From the Melodrama Monday post, copy exactly the part that starts with the words containing "Let me tell" and ends with "its natural state.".

--- Text block ---

2014-04-07

Melodrama Monday: Lazy Idiots and Lunacy

Let me tell you about Safe Havens. The protagonist is Samantha, a geneticist. Only when I say "geneticist" I actually mean "wizard". See, she can turn herself and her friends into different animals. She has two dodos that were cloned or something and they sometimes turn into humans for funsies. Her cat sometimes turns into a human as well.

As well as being a geneticist, Samantha is also a RA at the university, and one justification for turning the cat into a human was so that the cat could enrol in classes and eventually take over for her as RA. Can't see any problems with that plan. But then the cat unexpectedly turned back into a cat. This was a while ago. Now it turns out that the merfolk — did I mention the merfolk? One of Sam's friends, Remora, is a mermaid — the merfolk were responsible for the cat being returned to its natural state.

Safe Havens, 2014-04-07.

"Samantha?" says Remora. "The merfolk sent a message that complains of your experiments with our DNA... and that by using it to extend Palmtop's lifespan you 'violated intellectual property rights.'"

--- Extracted records ---

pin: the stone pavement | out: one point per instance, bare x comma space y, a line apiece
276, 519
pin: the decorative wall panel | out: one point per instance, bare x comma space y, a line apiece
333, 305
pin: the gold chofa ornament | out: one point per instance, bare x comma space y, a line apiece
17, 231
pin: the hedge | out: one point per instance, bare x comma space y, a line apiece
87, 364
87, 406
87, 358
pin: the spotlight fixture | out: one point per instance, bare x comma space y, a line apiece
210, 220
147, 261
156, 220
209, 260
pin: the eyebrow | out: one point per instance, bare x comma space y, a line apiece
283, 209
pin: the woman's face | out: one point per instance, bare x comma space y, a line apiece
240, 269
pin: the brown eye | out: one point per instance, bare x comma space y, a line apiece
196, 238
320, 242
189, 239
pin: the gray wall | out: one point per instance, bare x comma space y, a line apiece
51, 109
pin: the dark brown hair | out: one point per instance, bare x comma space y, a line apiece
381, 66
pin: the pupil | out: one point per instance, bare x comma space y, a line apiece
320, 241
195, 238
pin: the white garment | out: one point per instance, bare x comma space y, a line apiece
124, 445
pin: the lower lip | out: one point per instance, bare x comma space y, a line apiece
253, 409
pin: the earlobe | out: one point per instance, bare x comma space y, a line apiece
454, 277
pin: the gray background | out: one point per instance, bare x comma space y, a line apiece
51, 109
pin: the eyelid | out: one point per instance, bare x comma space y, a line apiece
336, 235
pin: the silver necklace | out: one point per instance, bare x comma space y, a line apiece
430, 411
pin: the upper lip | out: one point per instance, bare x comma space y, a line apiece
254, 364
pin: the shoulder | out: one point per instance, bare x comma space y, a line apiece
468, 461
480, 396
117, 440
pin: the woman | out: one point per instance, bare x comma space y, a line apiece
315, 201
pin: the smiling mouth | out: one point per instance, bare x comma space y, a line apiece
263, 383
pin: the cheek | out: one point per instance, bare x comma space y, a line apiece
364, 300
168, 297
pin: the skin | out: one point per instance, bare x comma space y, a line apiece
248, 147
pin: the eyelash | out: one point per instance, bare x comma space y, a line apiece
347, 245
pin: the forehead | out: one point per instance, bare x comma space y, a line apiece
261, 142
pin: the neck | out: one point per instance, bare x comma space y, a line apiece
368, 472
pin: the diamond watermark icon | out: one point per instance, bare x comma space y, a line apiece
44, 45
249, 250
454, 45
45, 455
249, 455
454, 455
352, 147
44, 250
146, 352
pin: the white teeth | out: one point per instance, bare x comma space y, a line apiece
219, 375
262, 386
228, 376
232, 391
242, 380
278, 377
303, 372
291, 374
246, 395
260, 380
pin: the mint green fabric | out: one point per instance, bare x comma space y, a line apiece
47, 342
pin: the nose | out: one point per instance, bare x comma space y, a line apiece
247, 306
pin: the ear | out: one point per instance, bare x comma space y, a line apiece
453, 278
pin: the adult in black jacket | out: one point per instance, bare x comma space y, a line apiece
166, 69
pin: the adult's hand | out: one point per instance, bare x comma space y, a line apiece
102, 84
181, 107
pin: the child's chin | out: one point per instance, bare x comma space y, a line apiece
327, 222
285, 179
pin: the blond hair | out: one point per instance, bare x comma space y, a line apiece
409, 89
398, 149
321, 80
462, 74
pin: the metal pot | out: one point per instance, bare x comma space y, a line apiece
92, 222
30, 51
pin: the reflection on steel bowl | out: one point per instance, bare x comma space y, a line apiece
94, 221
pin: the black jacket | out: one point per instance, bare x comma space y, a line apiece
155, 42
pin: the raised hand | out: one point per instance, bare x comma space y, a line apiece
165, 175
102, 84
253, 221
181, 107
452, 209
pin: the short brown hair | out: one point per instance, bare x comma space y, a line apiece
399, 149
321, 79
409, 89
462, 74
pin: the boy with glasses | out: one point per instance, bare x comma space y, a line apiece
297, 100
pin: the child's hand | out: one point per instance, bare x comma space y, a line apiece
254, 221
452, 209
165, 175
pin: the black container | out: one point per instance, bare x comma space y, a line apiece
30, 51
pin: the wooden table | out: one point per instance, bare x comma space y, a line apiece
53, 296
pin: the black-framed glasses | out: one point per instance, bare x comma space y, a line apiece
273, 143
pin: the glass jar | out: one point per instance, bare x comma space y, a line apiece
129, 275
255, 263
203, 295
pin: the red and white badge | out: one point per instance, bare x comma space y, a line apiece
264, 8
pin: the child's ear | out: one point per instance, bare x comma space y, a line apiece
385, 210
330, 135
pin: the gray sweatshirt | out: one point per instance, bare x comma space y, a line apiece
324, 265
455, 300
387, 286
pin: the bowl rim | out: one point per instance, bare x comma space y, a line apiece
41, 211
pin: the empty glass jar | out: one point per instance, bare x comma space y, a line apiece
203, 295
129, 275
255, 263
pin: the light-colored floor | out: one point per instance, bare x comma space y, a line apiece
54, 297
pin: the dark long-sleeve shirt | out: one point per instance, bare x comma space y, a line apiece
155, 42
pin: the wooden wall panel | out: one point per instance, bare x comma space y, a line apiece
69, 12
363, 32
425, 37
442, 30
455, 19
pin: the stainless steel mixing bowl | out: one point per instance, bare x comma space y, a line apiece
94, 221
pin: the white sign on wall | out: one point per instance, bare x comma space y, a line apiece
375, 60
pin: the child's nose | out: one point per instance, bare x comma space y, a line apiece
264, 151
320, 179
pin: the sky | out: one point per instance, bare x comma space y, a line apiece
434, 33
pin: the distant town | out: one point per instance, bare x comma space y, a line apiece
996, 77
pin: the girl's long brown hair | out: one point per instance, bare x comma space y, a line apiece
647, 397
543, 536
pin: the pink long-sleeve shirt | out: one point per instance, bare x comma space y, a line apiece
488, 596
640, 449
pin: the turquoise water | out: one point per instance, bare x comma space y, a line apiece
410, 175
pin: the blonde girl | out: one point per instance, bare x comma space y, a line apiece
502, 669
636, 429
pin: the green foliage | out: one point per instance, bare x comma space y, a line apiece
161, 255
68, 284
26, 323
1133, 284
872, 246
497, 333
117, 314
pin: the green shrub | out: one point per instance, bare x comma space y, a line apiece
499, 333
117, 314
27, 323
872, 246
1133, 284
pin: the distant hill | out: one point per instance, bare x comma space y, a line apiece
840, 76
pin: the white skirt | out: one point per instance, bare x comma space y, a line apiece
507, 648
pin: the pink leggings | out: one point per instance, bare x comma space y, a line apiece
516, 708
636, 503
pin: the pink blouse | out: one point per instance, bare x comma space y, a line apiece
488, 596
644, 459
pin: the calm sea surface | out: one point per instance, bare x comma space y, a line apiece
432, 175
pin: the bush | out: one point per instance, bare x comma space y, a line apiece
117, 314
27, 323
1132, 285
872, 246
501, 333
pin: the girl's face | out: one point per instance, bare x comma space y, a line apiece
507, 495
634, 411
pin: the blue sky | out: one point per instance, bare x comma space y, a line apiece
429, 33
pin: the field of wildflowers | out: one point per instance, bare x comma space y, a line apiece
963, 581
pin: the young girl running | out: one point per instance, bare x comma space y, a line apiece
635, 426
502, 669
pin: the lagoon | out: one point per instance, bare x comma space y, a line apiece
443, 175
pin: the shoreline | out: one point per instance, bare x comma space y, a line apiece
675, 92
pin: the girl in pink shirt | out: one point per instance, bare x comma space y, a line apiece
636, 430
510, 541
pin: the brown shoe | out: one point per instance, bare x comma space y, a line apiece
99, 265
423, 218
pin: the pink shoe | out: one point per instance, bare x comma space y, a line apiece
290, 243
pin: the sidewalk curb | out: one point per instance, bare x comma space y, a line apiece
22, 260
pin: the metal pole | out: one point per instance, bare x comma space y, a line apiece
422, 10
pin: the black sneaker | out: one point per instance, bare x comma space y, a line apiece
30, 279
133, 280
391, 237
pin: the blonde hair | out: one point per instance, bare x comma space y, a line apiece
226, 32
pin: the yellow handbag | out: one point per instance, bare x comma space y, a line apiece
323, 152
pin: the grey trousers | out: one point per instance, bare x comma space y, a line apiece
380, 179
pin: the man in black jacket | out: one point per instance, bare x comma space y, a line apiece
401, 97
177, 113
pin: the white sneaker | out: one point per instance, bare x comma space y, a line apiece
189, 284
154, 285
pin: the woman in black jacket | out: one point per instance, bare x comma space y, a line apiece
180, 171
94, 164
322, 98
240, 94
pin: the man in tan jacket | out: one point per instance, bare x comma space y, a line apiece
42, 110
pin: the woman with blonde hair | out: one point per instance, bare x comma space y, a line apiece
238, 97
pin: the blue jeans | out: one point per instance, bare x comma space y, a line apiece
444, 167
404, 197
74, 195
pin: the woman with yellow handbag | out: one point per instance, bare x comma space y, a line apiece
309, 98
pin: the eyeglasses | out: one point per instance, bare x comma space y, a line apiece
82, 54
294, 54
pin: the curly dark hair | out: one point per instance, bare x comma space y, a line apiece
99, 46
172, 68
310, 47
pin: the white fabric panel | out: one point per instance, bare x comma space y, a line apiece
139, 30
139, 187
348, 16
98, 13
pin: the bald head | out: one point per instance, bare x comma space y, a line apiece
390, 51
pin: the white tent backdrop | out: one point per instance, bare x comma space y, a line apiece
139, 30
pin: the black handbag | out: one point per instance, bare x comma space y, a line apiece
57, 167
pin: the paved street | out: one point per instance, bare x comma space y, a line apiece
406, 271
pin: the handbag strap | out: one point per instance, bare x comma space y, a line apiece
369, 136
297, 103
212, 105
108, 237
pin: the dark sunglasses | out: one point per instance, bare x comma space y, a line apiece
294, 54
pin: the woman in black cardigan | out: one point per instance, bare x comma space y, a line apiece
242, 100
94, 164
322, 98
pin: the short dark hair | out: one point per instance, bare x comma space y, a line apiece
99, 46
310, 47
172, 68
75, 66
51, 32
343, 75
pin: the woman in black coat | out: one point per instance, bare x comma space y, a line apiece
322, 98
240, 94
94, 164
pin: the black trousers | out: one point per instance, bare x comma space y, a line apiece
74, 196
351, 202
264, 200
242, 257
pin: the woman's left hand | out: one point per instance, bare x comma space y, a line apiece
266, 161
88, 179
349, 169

---

▶ [Exercise response]
Let me tell you about Safe Havens. The protagonist is Samantha, a geneticist. Only when I say "geneticist" I actually mean "wizard". See, she can turn herself and her friends into different animals. She has two dodos that were cloned or something and they sometimes turn into humans for funsies. Her cat sometimes turns into a human as well.

As well as being a geneticist, Samantha is also a RA at the university, and one justification for turning the cat into a human was so that the cat could enrol in classes and eventually take over for her as RA. Can't see any problems with that plan. But then the cat unexpectedly turned back into a cat. This was a while ago. Now it turns out that the merfolk — did I mention the merfolk? One of Sam's friends, Remora, is a mermaid — the merfolk were responsible for the cat being returned to its natural state.